------ Record set ------

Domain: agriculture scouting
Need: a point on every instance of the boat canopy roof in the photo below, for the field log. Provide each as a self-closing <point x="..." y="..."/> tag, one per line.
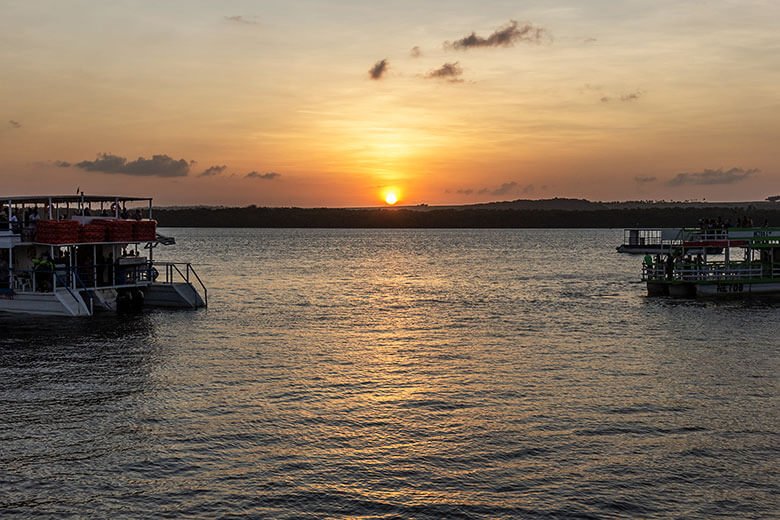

------
------ Record set ------

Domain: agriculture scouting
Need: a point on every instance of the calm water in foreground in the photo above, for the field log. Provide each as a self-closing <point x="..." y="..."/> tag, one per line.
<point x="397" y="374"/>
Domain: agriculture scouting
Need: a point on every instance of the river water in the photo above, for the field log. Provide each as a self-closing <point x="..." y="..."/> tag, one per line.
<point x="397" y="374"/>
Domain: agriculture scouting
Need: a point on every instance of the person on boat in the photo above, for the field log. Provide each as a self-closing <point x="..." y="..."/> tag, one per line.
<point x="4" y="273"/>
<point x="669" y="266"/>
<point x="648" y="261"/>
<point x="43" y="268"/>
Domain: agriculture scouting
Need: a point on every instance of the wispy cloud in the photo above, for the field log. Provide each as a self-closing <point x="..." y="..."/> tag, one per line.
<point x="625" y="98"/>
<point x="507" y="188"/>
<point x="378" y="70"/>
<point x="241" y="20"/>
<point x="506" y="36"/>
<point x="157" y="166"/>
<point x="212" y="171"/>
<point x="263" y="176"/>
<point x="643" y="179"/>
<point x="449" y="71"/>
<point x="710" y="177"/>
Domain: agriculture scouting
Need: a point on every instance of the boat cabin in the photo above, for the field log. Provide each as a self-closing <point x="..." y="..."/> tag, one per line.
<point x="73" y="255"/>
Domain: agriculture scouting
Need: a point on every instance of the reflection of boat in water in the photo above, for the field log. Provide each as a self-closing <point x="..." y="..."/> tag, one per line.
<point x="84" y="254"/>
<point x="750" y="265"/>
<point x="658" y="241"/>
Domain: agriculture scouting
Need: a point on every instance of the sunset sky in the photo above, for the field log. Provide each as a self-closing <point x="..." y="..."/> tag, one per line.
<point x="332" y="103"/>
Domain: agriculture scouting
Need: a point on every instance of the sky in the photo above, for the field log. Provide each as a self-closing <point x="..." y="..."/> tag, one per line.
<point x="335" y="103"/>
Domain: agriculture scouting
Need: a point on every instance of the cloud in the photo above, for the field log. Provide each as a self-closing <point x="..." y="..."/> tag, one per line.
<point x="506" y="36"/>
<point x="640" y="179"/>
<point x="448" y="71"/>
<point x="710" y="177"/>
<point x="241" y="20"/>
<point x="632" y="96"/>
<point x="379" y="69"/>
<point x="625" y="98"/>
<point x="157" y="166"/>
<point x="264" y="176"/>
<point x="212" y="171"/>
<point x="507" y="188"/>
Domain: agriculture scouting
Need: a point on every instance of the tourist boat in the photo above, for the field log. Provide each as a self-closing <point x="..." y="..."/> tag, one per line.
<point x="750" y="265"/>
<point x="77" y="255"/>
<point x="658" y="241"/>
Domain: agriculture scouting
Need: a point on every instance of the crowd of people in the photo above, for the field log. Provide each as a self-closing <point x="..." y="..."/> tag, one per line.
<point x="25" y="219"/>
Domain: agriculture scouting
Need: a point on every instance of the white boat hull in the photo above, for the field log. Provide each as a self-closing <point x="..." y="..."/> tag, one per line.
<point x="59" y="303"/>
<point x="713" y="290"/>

------

(Problem statement) Determine how many lines of the material above contain the word "water". Give only the number.

(Problem solution) 3